* begin Extracted records *
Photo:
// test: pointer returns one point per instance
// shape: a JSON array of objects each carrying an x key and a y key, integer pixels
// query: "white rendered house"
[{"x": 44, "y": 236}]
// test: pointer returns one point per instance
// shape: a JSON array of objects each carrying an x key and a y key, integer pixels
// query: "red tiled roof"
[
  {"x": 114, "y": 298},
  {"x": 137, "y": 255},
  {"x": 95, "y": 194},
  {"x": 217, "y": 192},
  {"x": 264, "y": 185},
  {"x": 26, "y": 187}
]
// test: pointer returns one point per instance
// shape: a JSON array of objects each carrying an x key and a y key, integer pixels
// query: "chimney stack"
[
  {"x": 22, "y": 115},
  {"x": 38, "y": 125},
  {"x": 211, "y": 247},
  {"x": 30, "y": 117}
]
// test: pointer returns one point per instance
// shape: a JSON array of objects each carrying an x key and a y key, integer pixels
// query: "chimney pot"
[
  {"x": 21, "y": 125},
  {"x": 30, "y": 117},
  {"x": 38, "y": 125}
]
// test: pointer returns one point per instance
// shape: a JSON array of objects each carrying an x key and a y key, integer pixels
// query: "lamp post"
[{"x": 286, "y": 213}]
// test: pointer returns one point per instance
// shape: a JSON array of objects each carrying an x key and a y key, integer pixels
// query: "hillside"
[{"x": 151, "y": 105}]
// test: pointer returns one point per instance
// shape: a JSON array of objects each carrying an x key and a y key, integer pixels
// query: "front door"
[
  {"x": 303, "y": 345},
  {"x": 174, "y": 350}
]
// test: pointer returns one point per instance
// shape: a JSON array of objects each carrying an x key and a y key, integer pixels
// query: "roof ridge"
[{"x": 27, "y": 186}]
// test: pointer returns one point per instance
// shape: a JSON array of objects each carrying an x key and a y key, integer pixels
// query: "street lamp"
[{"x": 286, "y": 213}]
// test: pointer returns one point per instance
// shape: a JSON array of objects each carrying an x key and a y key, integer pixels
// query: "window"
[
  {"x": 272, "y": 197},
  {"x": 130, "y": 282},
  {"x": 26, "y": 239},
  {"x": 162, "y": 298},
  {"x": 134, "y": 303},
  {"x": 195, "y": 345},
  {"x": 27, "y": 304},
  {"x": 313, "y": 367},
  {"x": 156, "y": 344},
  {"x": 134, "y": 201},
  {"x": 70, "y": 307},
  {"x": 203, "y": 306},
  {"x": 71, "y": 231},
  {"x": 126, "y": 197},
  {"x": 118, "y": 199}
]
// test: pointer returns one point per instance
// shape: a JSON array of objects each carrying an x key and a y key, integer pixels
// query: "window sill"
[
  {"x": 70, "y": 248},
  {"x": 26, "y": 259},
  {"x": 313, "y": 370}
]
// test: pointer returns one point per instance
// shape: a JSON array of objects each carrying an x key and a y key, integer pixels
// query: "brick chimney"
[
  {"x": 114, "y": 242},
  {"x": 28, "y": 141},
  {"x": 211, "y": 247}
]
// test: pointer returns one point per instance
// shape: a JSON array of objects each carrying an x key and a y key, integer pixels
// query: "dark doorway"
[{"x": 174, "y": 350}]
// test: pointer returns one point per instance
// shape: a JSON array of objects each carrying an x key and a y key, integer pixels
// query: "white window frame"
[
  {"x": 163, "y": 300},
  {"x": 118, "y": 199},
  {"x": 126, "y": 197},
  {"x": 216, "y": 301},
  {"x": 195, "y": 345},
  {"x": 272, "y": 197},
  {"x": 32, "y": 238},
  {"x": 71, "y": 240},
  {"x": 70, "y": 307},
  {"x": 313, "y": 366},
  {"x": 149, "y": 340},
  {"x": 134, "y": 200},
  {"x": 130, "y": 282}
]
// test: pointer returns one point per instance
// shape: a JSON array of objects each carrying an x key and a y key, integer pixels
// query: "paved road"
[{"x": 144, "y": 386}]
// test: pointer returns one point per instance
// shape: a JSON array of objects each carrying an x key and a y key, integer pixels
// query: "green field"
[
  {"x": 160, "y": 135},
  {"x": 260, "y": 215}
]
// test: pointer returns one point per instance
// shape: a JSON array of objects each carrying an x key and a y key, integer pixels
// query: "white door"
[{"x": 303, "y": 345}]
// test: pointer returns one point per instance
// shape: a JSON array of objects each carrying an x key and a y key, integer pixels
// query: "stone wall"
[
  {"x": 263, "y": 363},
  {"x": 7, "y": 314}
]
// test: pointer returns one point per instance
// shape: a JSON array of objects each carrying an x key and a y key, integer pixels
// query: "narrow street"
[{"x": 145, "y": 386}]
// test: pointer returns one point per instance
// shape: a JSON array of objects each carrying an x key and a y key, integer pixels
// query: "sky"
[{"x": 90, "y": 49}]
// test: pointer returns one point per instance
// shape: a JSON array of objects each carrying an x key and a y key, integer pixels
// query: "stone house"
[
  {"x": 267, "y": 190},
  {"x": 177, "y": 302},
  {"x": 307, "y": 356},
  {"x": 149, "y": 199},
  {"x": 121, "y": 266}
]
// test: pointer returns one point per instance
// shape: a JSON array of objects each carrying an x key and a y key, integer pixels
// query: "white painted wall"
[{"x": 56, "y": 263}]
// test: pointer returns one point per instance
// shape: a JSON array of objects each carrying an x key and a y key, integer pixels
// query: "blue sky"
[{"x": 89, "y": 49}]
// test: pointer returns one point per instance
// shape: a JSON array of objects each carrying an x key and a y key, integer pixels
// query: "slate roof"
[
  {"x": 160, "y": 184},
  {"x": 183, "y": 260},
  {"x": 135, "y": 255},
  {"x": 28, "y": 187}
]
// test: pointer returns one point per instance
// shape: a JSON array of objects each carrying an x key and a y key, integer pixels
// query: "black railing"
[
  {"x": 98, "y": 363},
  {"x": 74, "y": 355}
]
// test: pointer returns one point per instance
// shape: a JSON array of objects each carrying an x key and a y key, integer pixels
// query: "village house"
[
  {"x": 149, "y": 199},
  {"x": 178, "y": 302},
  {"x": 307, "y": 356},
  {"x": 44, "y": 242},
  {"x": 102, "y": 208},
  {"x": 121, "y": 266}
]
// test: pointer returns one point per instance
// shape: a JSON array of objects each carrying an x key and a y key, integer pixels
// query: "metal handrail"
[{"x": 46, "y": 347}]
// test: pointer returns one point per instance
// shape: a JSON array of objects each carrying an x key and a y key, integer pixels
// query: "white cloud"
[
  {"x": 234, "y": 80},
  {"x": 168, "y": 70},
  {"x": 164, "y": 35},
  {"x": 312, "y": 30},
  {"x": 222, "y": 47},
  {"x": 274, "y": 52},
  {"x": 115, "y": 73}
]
* end Extracted records *
* _Task to carry out_
Output all records verbatim.

* _Result for this task_
Photo:
// test: pointer returns one point per instance
// shape: a JSON array of objects each carrying an x key and a y key, integer pixels
// query: "white rendered house"
[{"x": 44, "y": 236}]
// test: pointer returns one point per instance
// shape: a JSON array of objects each carrying an x key and a y key, integer pixels
// query: "red tiled roof"
[
  {"x": 114, "y": 298},
  {"x": 137, "y": 255},
  {"x": 95, "y": 194},
  {"x": 217, "y": 192},
  {"x": 264, "y": 185},
  {"x": 26, "y": 187}
]
// test: pointer returns one point per instance
// shape: a JSON array of objects each carrying an x key and a y key, integer pixels
// query: "chimney stack"
[
  {"x": 22, "y": 115},
  {"x": 38, "y": 125},
  {"x": 211, "y": 247},
  {"x": 30, "y": 117}
]
// test: pointer returns one point per instance
// shape: a JSON array of objects each carrying an x key and a y key, integer pixels
// query: "chimney pot"
[
  {"x": 21, "y": 125},
  {"x": 30, "y": 117},
  {"x": 38, "y": 125}
]
// test: pointer returns one point per instance
// shape: a JSON array of objects each carrying an x key and a y key, integer pixels
// query: "lamp post"
[{"x": 286, "y": 213}]
// test: pointer returns one point per instance
// shape: a JSON array of objects each carrying an x key and a y key, integer pixels
// query: "hillside"
[{"x": 151, "y": 105}]
// test: pointer returns one point per instance
// shape: a JSON array of objects each carrying an x key and a y key, integer pixels
// query: "front door"
[
  {"x": 303, "y": 345},
  {"x": 174, "y": 350}
]
// test: pointer returns one point per instance
// shape: a JSON array of objects each carrying an x key and a y key, integer pixels
// query: "roof ridge"
[{"x": 27, "y": 186}]
// test: pointer returns one point per instance
// shape: a JSON array of objects each carrying an x key and a y key, integer pixels
// query: "street lamp"
[{"x": 286, "y": 213}]
// test: pointer returns one point per instance
// shape: a JSON array of objects each carrying an x key and a y key, integer pixels
// query: "window"
[
  {"x": 272, "y": 197},
  {"x": 130, "y": 282},
  {"x": 26, "y": 239},
  {"x": 162, "y": 298},
  {"x": 134, "y": 303},
  {"x": 195, "y": 345},
  {"x": 27, "y": 304},
  {"x": 313, "y": 367},
  {"x": 156, "y": 344},
  {"x": 134, "y": 201},
  {"x": 70, "y": 307},
  {"x": 203, "y": 306},
  {"x": 71, "y": 231},
  {"x": 126, "y": 197},
  {"x": 118, "y": 199}
]
// test: pointer returns one point per instance
// shape: a JSON array of objects each carrying an x key and a y key, integer pixels
// query: "window sill"
[
  {"x": 70, "y": 248},
  {"x": 26, "y": 259},
  {"x": 313, "y": 370}
]
// test: pointer returns one point per instance
// shape: a JSON array of objects each carrying an x key and a y key, integer pixels
// query: "brick chimney"
[
  {"x": 114, "y": 242},
  {"x": 28, "y": 141},
  {"x": 211, "y": 247}
]
// test: pointer returns one point per instance
// shape: a JSON array of objects each carrying an x key and a y key, integer pixels
// query: "dark doorway"
[{"x": 174, "y": 350}]
// test: pointer returns one point per instance
// shape: a JSON array of objects each carrying an x key and a y key, integer pixels
// query: "white window frame"
[
  {"x": 163, "y": 300},
  {"x": 118, "y": 199},
  {"x": 126, "y": 197},
  {"x": 216, "y": 301},
  {"x": 195, "y": 345},
  {"x": 272, "y": 197},
  {"x": 32, "y": 238},
  {"x": 71, "y": 240},
  {"x": 70, "y": 307},
  {"x": 313, "y": 366},
  {"x": 149, "y": 340},
  {"x": 134, "y": 200},
  {"x": 130, "y": 282}
]
// test: pointer returns one point per instance
// shape: a JSON array of objects each carrying an x key and a y key, integer pixels
// query: "paved road"
[{"x": 144, "y": 386}]
// test: pointer returns one point per instance
// shape: a JSON array of objects each carrying an x key and a y key, integer pixels
// query: "green field"
[
  {"x": 160, "y": 135},
  {"x": 260, "y": 215}
]
// test: pointer returns one point per instance
// shape: a JSON array of objects each carrying an x key and a y key, integer pixels
// query: "white door"
[{"x": 303, "y": 345}]
// test: pointer returns one point per instance
// shape: a JSON array of objects each carrying an x key and a y key, integer pixels
// query: "stone wall"
[
  {"x": 263, "y": 363},
  {"x": 7, "y": 314}
]
// test: pointer returns one point per instance
// shape: a JSON array of objects each carrying an x key and a y key, integer pixels
// query: "narrow street"
[{"x": 145, "y": 386}]
// test: pointer returns one point per instance
// shape: a JSON array of objects each carrying an x key and a y key, integer pixels
// query: "sky"
[{"x": 90, "y": 49}]
// test: pointer returns one point per instance
// shape: a JSON array of objects each carrying an x key and a y key, integer pixels
// query: "stone house"
[
  {"x": 267, "y": 190},
  {"x": 177, "y": 302},
  {"x": 307, "y": 356},
  {"x": 149, "y": 199},
  {"x": 121, "y": 266}
]
// test: pointer returns one point per instance
// shape: a JSON array of objects each carrying an x key and a y key, integer pixels
// query: "white painted wall"
[{"x": 56, "y": 263}]
// test: pointer returns one point per instance
// shape: a JSON array of objects each carrying an x key and a y key, integer pixels
// query: "blue sky"
[{"x": 89, "y": 49}]
// test: pointer returns one point per instance
// shape: a JSON array of objects each carrying an x key and a y key, integer pixels
// query: "slate roof"
[
  {"x": 160, "y": 184},
  {"x": 183, "y": 260},
  {"x": 135, "y": 255},
  {"x": 28, "y": 187}
]
// test: pointer returns one point per instance
// shape: a JSON array of objects each carrying an x key and a y key, integer pixels
// query: "black railing"
[
  {"x": 98, "y": 363},
  {"x": 74, "y": 355}
]
// test: pointer returns one point per instance
// shape: a JSON array of objects each carrying an x key and a y key, integer pixels
// query: "village house"
[
  {"x": 149, "y": 199},
  {"x": 178, "y": 302},
  {"x": 307, "y": 356},
  {"x": 44, "y": 242},
  {"x": 102, "y": 208},
  {"x": 121, "y": 266}
]
// test: pointer returns one point per instance
// shape: a JSON array of objects each carrying an x key and a y key, integer pixels
// query: "metal handrail"
[{"x": 46, "y": 347}]
// test: pointer returns one point per instance
// shape: a JSON array of objects each carrying an x key and a y key, integer pixels
// query: "white cloud"
[
  {"x": 234, "y": 80},
  {"x": 168, "y": 70},
  {"x": 164, "y": 35},
  {"x": 312, "y": 30},
  {"x": 222, "y": 47},
  {"x": 274, "y": 52},
  {"x": 115, "y": 73}
]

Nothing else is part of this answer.